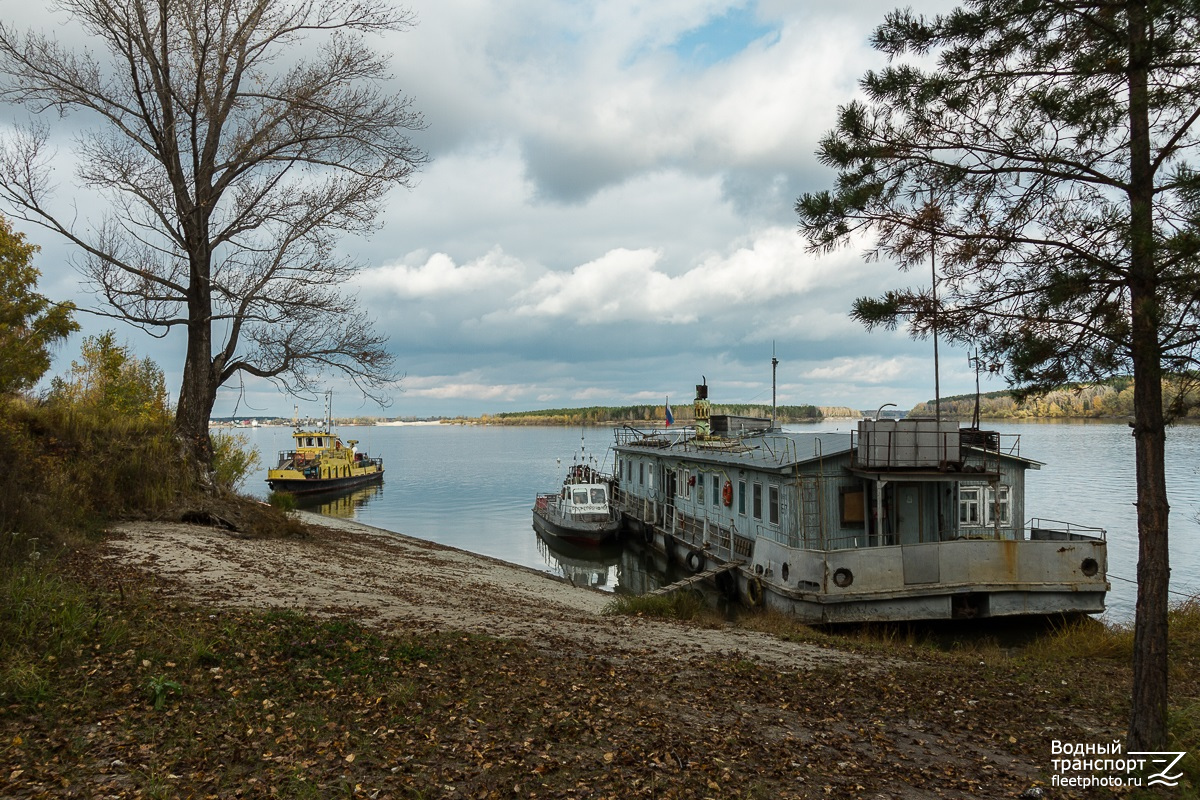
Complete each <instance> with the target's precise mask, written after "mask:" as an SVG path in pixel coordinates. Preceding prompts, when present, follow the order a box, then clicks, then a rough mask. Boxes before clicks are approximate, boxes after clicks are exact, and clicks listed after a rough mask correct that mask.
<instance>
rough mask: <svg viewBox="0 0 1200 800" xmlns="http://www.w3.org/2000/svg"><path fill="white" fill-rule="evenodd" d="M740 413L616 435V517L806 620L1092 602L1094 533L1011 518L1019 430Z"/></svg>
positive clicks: (934, 615) (676, 550)
mask: <svg viewBox="0 0 1200 800" xmlns="http://www.w3.org/2000/svg"><path fill="white" fill-rule="evenodd" d="M701 389H706V390H707V386H706V387H697V392H700V390H701ZM701 399H703V401H704V402H706V408H703V409H702V410H703V411H707V396H706V397H703V398H701V397H697V407H698V404H700V403H701ZM698 410H700V409H698ZM754 422H755V421H752V420H742V419H739V420H738V421H737V423H736V425H732V426H731V425H728V423H727V422H726V421H724V420H720V419H719V417H716V416H714V417H713V419H712V420H709V419H708V415H707V414H703V416H702V415H701V414H697V427H696V429H695V431H688V432H684V431H677V432H671V431H656V432H649V433H644V432H640V431H634V429H632V428H624V429H618V431H617V441H616V444H614V446H613V450H614V453H616V462H614V464H616V467H614V473H616V475H614V477H616V482H617V488H616V495H617V499H616V501H614V503H616V506H617V507H618V510H619V511H620V512H622V513H623V516H624V519H625V522H626V525H628V527H630V528H632V529H634V530H635V531H641V533H642V534H643V537H644V540H646V541H647V542H648V543H650V545H652V546H654V547H655V548H658V549H661V551H665V552H667V553H668V554H671V553H672V551H674V552H676V555H677V557H678V555H679V553H680V552H682V553H683V554H684V555H688V557H689V558H688V564H689V565H690V564H695V563H697V561H698V563H708V564H721V563H725V564H728V563H733V561H740V563H742V564H743V565H744V566H742V567H740V570H742V577H740V581H742V585H743V588H748V587H746V584H748V582H749V583H751V584H754V585H750V587H749V589H750V595H751V596H754V595H755V594H756V593H757V594H758V595H762V594H763V591H762V590H763V588H766V590H767V591H766V597H767V602H768V604H776V606H779V608H780V609H781V610H788V612H794V613H799V614H800V615H802V616H805V618H806V619H810V620H814V621H839V620H845V621H848V620H857V619H880V620H883V619H930V618H950V616H974V615H1003V614H1020V613H1058V612H1072V610H1081V612H1087V613H1092V612H1099V610H1103V608H1104V602H1103V599H1104V593H1105V591H1106V589H1108V584H1106V582H1105V577H1104V571H1105V566H1106V558H1105V542H1104V531H1103V530H1100V529H1092V528H1081V527H1078V525H1068V524H1066V523H1061V524H1058V523H1056V524H1049V523H1044V522H1042V521H1031V522H1030V524H1026V519H1027V517H1026V513H1027V511H1026V509H1025V479H1026V473H1027V471H1028V470H1037V469H1039V468H1040V467H1042V464H1040V463H1039V462H1036V461H1033V459H1030V458H1025V457H1022V456H1021V455H1020V440H1019V437H1001V435H1000V434H997V433H995V432H989V431H978V429H973V428H962V429H960V428H959V427H958V423H955V422H953V421H938V420H932V419H906V420H887V419H881V420H863V421H860V422H859V425H858V427H857V429H856V432H853V433H808V432H805V433H784V432H781V431H778V429H774V428H773V427H772V426H770V422H769V421H766V420H764V421H760V422H761V423H762V425H758V426H757V427H755V426H754ZM734 427H737V428H739V432H738V434H737V435H719V434H716V433H714V431H718V429H726V431H728V429H732V428H734ZM1063 542H1069V545H1067V546H1063ZM697 553H698V554H701V555H702V557H703V558H696V554H697ZM754 582H758V583H761V584H762V585H757V584H755V583H754Z"/></svg>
::::::::::
▶ **Exercise goal**
Render the listing above as a JSON array of strings, one string per line, with blank lines omitted. Leave the picture out of the array.

▶ **Written response**
[
  "Complete each <instance> with the target's precise mask, written after \"mask:\" as an SVG path in pixel coordinates. Preceding prompts, when present, follow the order a box, then clicks, then a rough mask. Boxes before clicks are approximate, boxes after clicks are exact, and clicks listed after a rough mask correct that mask.",
  "<instance>",
  "rough mask: <svg viewBox=\"0 0 1200 800\" xmlns=\"http://www.w3.org/2000/svg\"><path fill=\"white\" fill-rule=\"evenodd\" d=\"M740 413L616 435V517L806 620L1092 602L1094 533L1011 518L1019 430Z\"/></svg>",
  "positive clicks: (934, 615) (676, 550)",
  "mask: <svg viewBox=\"0 0 1200 800\" xmlns=\"http://www.w3.org/2000/svg\"><path fill=\"white\" fill-rule=\"evenodd\" d=\"M701 389H706V390H707V386H706V387H697V392H700V390H701ZM701 399H703V401H704V402H706V408H703V409H702V410H703V411H707V396H706V397H703V398H701V397H697V407H698V404H700V403H701ZM698 410H700V409H698ZM754 422H755V421H752V420H742V419H739V420H738V421H737V423H736V425H732V426H731V425H728V423H727V422H726V421H724V420H720V419H719V417H716V416H714V417H713V419H712V420H709V419H708V415H707V414H703V416H702V415H701V414H697V427H696V429H695V431H688V432H684V431H677V432H671V431H656V432H649V433H644V432H640V431H634V429H632V428H624V429H618V431H617V441H616V444H614V446H613V450H614V453H616V462H614V464H616V467H614V473H616V475H614V477H616V482H617V488H616V495H617V499H616V501H614V503H616V506H617V507H618V510H619V511H620V512H622V513H623V516H624V519H625V522H626V525H628V527H630V528H632V529H634V530H635V531H641V533H642V534H643V537H644V540H646V541H647V542H648V543H650V545H652V546H654V547H655V548H658V549H661V551H665V552H667V553H668V554H671V553H672V551H674V552H676V555H677V557H678V555H679V553H680V552H682V553H683V554H684V555H688V557H689V558H688V564H689V565H690V564H695V563H697V561H698V563H708V564H721V563H725V564H728V563H733V561H740V563H742V564H743V565H744V566H742V567H740V570H742V577H740V581H742V585H743V588H748V587H746V584H748V582H749V583H751V584H754V585H750V587H749V589H750V595H751V596H754V595H755V594H756V593H757V594H758V595H762V594H763V591H762V590H763V588H766V590H767V591H766V597H767V602H768V604H776V606H779V608H780V609H781V610H788V612H794V613H799V614H800V615H802V616H805V618H806V619H810V620H814V621H839V620H845V621H848V620H857V619H880V620H883V619H930V618H950V616H974V615H1003V614H1020V613H1058V612H1072V610H1081V612H1087V613H1092V612H1099V610H1103V608H1104V602H1103V599H1104V593H1105V591H1106V589H1108V584H1106V582H1105V577H1104V571H1105V566H1106V558H1105V542H1104V531H1103V530H1100V529H1092V528H1081V527H1078V525H1068V524H1066V523H1061V524H1058V523H1056V524H1049V523H1044V522H1042V521H1031V522H1030V524H1026V519H1027V517H1026V513H1027V511H1026V509H1025V479H1026V473H1027V471H1028V470H1037V469H1039V468H1040V467H1042V464H1040V463H1039V462H1036V461H1033V459H1030V458H1025V457H1022V456H1021V455H1020V440H1019V437H1001V435H1000V434H997V433H995V432H989V431H978V429H973V428H962V429H960V428H959V427H958V423H955V422H953V421H938V420H932V419H906V420H887V419H881V420H863V421H860V422H859V425H858V427H857V429H856V432H853V433H808V432H805V433H784V432H781V431H778V429H774V428H773V427H772V426H770V422H769V421H766V420H764V421H760V422H761V423H762V425H758V426H757V427H755V426H754ZM734 427H737V428H739V432H738V434H737V435H719V434H716V433H714V431H718V429H726V431H728V429H732V428H734ZM1063 542H1069V545H1067V546H1063ZM697 553H698V554H701V555H702V557H703V558H696V554H697ZM754 582H758V583H761V584H762V585H757V584H755V583H754Z\"/></svg>"
]